* [Passage to read]:
#####

Late in winter or early in spring the land may be plowed. It should be broken deep and as soon as the land is ready to work, it should be harrowed to a good seed bed.

Alfalfa wants a firm seed bed, so that the little rootlets find an unbroken way down into the moist earth beneath.

At a little later than time for sowing oats, say the last week in March, after danger of hard freezing is over, sow the seed. A peck of alfalfa seed, fifteen pounds, is enough to the acre; more is waste. There are in a bushel 14,448,000 individual alfalfa seeds. To sow fifteen pounds per acre would put on eighty-three seeds to the square foot. Twelve plants to the square foot are all that will grow to maturity.

The seed may be sown broadcast and harrowed in. It may be sown broadcast and covered by drilling in after it a bushel to the acre of spring barley, an excellent nurse crop. The beardless barley is the best. Or a half bushel of oats sown on an acre will serve as a nurse crop, only that in this case the oats must be cut for hay as soon as bloom appears and before they lodge.

The land after seeding must be left smooth so that the mower may be run over it close to the ground.

There may be sown fertilizer with the alfalfa to help the manure and it will probably be well repaid.

After the alfalfa is sown, if the land is very dry and cloddy it should be rolled. If it is moist, a plank drag should make it smooth and level.

At the time of sowing, if some earth from an old alfalfa field can be had, it is well to make it fine and sow it over the field at the rate of about 100 pounds to the acre, or soil on which sweet clover (mellilotus) has grown. The object of this is to transfer some of the bacteria that thrive on alfalfa roots to the new field. It is as the housewife puts yeast in her bread.

However, if the manure has been put into the soil and it is not sour, the seed itself will carry enough bacteria to shortly innoculate the field. These bacteria increase very rapidly in soils filled with humus.

A good test of whether a field will grow alfalfa or not is to observe whether it contains earthworms (fish worms). If it does not the condition is wrong for alfalfa culture.

#####

* [Data pulled from a collection]:
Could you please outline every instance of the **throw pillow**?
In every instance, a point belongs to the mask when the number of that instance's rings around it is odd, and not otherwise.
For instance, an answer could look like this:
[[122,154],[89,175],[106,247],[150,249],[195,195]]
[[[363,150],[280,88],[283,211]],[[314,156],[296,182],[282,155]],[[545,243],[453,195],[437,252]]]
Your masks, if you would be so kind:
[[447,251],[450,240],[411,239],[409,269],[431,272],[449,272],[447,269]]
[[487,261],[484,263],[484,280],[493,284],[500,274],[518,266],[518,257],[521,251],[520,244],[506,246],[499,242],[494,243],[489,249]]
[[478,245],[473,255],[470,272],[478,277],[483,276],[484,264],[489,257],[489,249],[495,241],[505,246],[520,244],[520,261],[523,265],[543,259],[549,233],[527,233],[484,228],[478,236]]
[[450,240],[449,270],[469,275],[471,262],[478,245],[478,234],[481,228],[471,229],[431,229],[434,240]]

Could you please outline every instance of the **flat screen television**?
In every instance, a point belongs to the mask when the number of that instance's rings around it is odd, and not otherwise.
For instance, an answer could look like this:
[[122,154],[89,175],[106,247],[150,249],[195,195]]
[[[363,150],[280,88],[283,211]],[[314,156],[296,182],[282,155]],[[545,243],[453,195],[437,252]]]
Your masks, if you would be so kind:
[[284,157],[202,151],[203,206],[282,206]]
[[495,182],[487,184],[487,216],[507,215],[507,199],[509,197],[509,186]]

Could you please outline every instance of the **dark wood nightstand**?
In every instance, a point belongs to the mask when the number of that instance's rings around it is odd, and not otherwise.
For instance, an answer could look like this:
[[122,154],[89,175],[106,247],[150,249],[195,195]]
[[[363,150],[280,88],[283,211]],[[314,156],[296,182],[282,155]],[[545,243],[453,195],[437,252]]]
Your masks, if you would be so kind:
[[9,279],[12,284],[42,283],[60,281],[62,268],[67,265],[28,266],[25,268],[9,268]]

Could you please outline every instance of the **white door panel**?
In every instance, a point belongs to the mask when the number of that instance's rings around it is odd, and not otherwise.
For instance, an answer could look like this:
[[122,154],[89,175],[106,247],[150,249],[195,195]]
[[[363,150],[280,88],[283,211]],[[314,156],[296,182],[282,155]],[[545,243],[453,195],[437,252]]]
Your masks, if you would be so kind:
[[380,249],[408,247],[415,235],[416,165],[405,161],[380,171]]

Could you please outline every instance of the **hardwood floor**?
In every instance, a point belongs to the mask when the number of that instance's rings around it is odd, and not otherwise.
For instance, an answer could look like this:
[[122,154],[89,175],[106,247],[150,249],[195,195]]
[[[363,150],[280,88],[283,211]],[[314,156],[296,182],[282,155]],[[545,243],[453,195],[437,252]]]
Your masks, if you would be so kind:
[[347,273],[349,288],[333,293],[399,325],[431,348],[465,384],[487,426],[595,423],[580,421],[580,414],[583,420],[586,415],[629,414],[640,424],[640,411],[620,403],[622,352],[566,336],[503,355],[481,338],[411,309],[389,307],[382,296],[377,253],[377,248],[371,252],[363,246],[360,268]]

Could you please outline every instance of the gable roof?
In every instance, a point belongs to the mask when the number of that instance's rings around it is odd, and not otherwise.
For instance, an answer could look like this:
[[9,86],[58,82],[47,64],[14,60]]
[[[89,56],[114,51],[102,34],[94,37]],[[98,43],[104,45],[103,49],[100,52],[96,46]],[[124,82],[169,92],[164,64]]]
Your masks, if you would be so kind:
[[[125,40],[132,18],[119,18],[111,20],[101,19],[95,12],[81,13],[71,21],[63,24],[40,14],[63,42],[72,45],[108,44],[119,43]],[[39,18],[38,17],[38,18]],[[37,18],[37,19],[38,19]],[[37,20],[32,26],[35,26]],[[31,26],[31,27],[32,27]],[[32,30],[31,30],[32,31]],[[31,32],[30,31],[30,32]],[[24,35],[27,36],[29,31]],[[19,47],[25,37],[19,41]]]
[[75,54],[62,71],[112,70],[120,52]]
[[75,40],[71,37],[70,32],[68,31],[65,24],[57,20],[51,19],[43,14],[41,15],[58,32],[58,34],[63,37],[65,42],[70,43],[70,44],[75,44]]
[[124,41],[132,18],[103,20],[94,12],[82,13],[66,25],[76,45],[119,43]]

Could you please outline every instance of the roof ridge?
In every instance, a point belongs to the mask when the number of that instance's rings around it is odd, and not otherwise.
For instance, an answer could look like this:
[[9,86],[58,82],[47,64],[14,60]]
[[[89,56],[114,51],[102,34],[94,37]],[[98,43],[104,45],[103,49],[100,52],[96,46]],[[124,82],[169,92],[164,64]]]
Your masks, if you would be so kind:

#####

* [Work order]:
Reproduce word for word the part of the passage on sowing alfalfa that begins with "At a little" and ends with "before they lodge.".

* [Answer box]:
At a little later than time for sowing oats, say the last week in March, after danger of hard freezing is over, sow the seed. A peck of alfalfa seed, fifteen pounds, is enough to the acre; more is waste. There are in a bushel 14,448,000 individual alfalfa seeds. To sow fifteen pounds per acre would put on eighty-three seeds to the square foot. Twelve plants to the square foot are all that will grow to maturity.

The seed may be sown broadcast and harrowed in. It may be sown broadcast and covered by drilling in after it a bushel to the acre of spring barley, an excellent nurse crop. The beardless barley is the best. Or a half bushel of oats sown on an acre will serve as a nurse crop, only that in this case the oats must be cut for hay as soon as bloom appears and before they lodge.